§ Task item
Restate the lines word for word, from the one containing "# report the" through the last line of the entries below, without any other lines.

§ Dataset excerpts
****************

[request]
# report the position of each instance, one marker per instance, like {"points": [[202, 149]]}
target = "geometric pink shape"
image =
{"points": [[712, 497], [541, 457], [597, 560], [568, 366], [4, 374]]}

****************

§ Output for this exercise
# report the position of each instance, one marker per instance, like {"points": [[202, 149]]}
target = "geometric pink shape"
image =
{"points": [[712, 497], [541, 457], [597, 560], [568, 366], [4, 374]]}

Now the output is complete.